# Exercise directions
Leave the pictures out. Return all other data exactly.

# Information
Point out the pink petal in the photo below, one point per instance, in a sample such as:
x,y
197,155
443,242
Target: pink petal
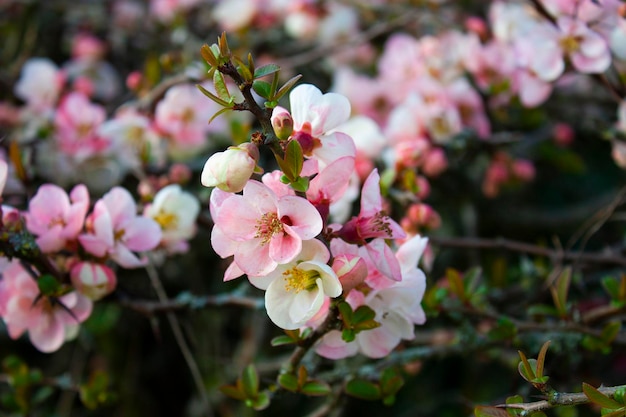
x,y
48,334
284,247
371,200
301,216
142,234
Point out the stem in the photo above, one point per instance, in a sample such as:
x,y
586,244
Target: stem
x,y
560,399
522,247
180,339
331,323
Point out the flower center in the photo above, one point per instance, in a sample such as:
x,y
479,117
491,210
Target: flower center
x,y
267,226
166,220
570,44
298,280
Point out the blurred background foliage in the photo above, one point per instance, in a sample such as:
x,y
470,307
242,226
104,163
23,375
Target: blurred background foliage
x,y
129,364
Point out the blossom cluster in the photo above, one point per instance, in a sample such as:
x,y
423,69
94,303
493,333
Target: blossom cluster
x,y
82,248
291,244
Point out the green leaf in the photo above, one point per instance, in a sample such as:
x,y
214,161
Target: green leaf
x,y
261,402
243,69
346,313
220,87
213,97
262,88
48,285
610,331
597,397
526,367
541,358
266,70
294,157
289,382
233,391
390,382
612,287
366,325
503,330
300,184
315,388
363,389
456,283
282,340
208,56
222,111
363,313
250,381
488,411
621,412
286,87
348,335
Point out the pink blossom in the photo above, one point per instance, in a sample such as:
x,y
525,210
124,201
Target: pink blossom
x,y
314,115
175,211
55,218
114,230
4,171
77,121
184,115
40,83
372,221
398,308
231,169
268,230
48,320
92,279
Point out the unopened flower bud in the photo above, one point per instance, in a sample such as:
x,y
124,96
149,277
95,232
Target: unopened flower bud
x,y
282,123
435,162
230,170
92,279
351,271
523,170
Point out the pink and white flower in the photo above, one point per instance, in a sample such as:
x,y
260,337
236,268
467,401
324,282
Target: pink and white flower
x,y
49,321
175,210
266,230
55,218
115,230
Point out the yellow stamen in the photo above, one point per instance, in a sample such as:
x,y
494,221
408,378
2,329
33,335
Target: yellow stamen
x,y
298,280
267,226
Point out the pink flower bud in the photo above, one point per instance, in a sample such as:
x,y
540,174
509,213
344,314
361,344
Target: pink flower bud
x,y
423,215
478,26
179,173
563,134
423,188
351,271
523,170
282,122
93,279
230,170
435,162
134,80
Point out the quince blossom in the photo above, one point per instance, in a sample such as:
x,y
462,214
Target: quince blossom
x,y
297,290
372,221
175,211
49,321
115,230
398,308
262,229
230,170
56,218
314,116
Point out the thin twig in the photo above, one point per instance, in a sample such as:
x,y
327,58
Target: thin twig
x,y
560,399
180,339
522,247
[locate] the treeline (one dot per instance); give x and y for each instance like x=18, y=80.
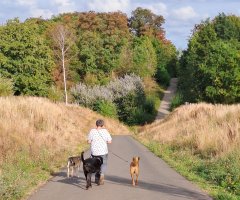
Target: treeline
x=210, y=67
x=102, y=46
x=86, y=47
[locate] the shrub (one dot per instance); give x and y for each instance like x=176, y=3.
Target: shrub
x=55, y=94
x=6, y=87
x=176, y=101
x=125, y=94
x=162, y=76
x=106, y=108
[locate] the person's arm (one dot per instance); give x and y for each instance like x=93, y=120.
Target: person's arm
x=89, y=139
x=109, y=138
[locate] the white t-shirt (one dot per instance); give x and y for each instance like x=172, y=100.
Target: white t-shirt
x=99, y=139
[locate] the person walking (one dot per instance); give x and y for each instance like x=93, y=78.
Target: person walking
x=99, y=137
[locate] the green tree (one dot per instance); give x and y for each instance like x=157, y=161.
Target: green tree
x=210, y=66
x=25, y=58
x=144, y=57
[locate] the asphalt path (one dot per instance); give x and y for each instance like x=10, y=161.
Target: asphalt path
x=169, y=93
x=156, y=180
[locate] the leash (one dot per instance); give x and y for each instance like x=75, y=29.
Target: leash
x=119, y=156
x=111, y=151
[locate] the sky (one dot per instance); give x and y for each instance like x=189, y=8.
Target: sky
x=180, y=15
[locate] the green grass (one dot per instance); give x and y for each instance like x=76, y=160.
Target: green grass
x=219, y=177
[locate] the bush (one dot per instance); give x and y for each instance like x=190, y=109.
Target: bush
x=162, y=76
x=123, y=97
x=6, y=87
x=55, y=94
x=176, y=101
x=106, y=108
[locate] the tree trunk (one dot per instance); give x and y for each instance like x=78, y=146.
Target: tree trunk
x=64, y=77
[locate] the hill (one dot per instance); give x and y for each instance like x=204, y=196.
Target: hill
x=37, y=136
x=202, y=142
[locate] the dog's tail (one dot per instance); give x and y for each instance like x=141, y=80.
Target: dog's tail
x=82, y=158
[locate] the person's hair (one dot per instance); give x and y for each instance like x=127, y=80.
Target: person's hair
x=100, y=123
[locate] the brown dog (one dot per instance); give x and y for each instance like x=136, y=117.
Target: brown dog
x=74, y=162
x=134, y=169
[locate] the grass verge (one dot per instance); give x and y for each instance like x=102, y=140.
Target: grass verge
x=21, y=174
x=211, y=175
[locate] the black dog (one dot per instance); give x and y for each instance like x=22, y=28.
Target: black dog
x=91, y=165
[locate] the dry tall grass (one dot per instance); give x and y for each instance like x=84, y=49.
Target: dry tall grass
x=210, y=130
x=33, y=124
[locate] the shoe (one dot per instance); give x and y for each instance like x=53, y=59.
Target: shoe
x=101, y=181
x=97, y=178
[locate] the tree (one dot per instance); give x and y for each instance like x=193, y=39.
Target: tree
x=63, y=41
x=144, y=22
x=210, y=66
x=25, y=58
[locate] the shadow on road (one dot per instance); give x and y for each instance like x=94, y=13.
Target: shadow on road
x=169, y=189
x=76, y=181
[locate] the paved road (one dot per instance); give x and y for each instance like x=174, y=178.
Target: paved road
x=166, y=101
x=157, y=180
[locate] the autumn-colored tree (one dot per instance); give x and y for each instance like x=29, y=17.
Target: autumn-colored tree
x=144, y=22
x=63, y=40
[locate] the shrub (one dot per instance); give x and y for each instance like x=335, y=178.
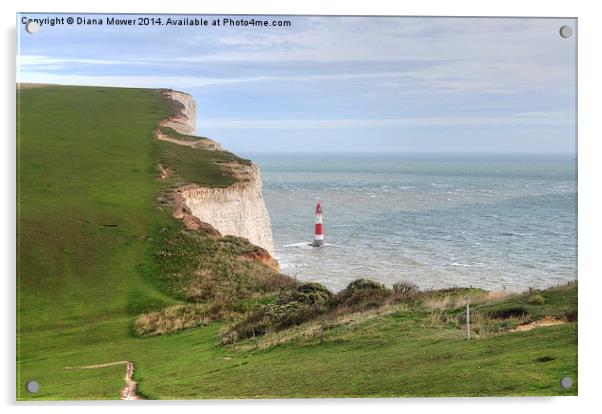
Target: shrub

# Result
Point out the pink petal in the photo below, one point per instance, in a sample such as:
x,y
197,155
443,242
Target: pink petal
x,y
48,334
284,247
371,200
301,216
142,234
Point out the stem in the photo above, one point per instance, in a sample such as:
x,y
586,244
Target: stem
x,y
560,399
522,247
180,339
331,323
Point out the flower center in the photo above, one point per instance, in a sample such as:
x,y
479,117
491,210
Target: flower center
x,y
267,226
166,220
570,44
298,280
Point out the blurred background foliage in the photo above, one point per instance, in a sample such as:
x,y
470,307
242,226
104,163
23,375
Target: blurred background foliage
x,y
129,364
Point out the blossom cluster in the photo above, one point per instance, in a sample such as:
x,y
423,69
94,303
493,333
Target: blossom cluster
x,y
82,248
291,244
Point out the green leaf in the photo above, one point per instance, in a sample such as:
x,y
214,161
Target: green leaf
x,y
261,402
243,69
346,313
220,87
213,97
262,88
48,285
610,331
597,397
526,367
541,358
266,70
294,157
289,382
233,391
390,382
612,287
366,325
503,330
300,184
315,388
363,389
456,283
282,340
208,56
222,111
363,313
250,381
488,411
621,412
286,87
348,335
Point out the pink blossom in the photo above, one point per instance, in a sample such as:
x,y
525,210
124,201
Target: pink blossom
x,y
314,115
175,211
55,218
114,230
4,171
77,121
184,115
40,83
372,221
398,308
231,169
268,230
48,320
92,279
Point out the unopened flower bud in the photo above, one point per instance, in a sample such as:
x,y
124,96
149,277
95,232
Target: unopened flower bud
x,y
282,123
435,162
230,170
92,279
351,271
523,170
Point out the pink and white flower in the photo above, one point per instance, in a sample such as:
x,y
260,337
236,268
467,401
324,282
Target: pink and white flower
x,y
49,321
175,210
266,230
55,218
115,230
Point out the yellow stamen in the photo above, one point per instance, in a sample such as:
x,y
494,221
408,378
2,329
33,335
Target: yellow stamen
x,y
298,280
267,226
Point out the pink flower bud in the photo above, one point per instance, in a sample such as:
x,y
540,174
509,213
344,314
361,344
Target: pink flower bud
x,y
423,215
478,26
179,173
563,134
423,188
351,271
523,170
282,122
93,279
230,170
435,162
134,80
Point out the quince blossom in the photo above, one point per instance, in a sample such as:
x,y
462,214
Target: quince blossom
x,y
297,290
372,221
175,211
49,321
115,230
398,308
262,229
230,170
56,218
314,116
Point out the thin twig in the photo above, one point per instance, in a sample such as:
x,y
327,58
Target: thin twig
x,y
560,399
180,339
522,247
[locate] the treeline (one dot per instance); give x and y for each instance like x=18, y=80.
Target: treeline
x=210, y=67
x=102, y=46
x=86, y=47
[locate] the shrub (one dot per instance); give x and y for each instance like x=176, y=3.
Target: shrub
x=55, y=94
x=6, y=87
x=176, y=101
x=125, y=94
x=162, y=76
x=106, y=108
[locate] the person's arm (one dot per instance); give x and y for each instance like x=93, y=120.
Target: person's arm
x=89, y=139
x=109, y=138
[locate] the white t-shirt (one dot per instance); give x and y for each instance like x=172, y=100.
Target: white t-shirt
x=99, y=139
[locate] the person walking (one dot per instance); give x and y for each instance like x=93, y=78.
Target: person walking
x=99, y=137
[locate] the green tree (one dot per instance); give x and y for each instance like x=157, y=161.
Target: green tree
x=210, y=66
x=25, y=58
x=144, y=57
[locate] the asphalt path (one dot per instance); give x and y for each instance like x=10, y=161.
Target: asphalt path
x=169, y=93
x=156, y=180
[locate] the leash (one dot per instance); give x and y for each instance like x=75, y=29.
Target: leash
x=119, y=156
x=111, y=151
[locate] the sky (one dot per instance); give x and y for each instance like x=189, y=8.
Target: sky
x=180, y=15
[locate] the green grass (one dot per instance); give x and y for each instance like x=76, y=160.
Target: green grass
x=219, y=177
[locate] the bush (one dot per instance); give x and y for each instance like x=190, y=109.
Target: bush
x=162, y=76
x=123, y=97
x=6, y=87
x=55, y=94
x=176, y=101
x=106, y=108
[locate] the tree trunk (one dot per instance); give x and y for each instance like x=78, y=146.
Target: tree trunk
x=64, y=77
[locate] the hill (one dot per instance); give x and y for each instance like x=204, y=196.
Target: hill
x=37, y=136
x=202, y=142
[locate] the dog's tail (one dot per instance); give x and y for each instance like x=141, y=80.
Target: dog's tail
x=82, y=158
[locate] the person's hair (one dot per instance); give x and y for each instance like x=127, y=80.
Target: person's hair
x=100, y=123
[locate] the brown dog (one dot per instance); give x and y for each instance like x=136, y=117.
Target: brown dog
x=74, y=162
x=134, y=169
[locate] the grass verge (one dot per instance); give x and y for each instance like x=102, y=140.
Target: grass verge
x=21, y=174
x=211, y=175
[locate] the black dog (one dot per instance); give x and y for each instance like x=22, y=28.
Target: black dog
x=91, y=165
[locate] the dry tall grass (one dot per instance); give x and y for each instance like x=84, y=49.
Target: dry tall grass
x=210, y=130
x=33, y=124
[locate] the shoe (one dot per instance); give x and y for each instance like x=53, y=59.
Target: shoe
x=101, y=181
x=97, y=178
[locate] the tree (one dot per instance); give x and y for each instance like x=193, y=39.
Target: tree
x=63, y=41
x=144, y=22
x=210, y=66
x=25, y=58
[locate] the shadow on road (one dot per instance); give x and y for each instance like x=94, y=13.
Target: shadow on road
x=169, y=189
x=76, y=181
[locate] the paved road (one dot per instance); give x and y for each instance like x=174, y=178.
Target: paved road
x=166, y=101
x=157, y=180
[locate] the autumn-colored tree (one dot per instance); give x and y for each instance like x=29, y=17.
Target: autumn-colored tree
x=144, y=22
x=63, y=40
[locate] the shrub (one dot per instance); give x and y for each instance like x=335, y=178.
Target: shrub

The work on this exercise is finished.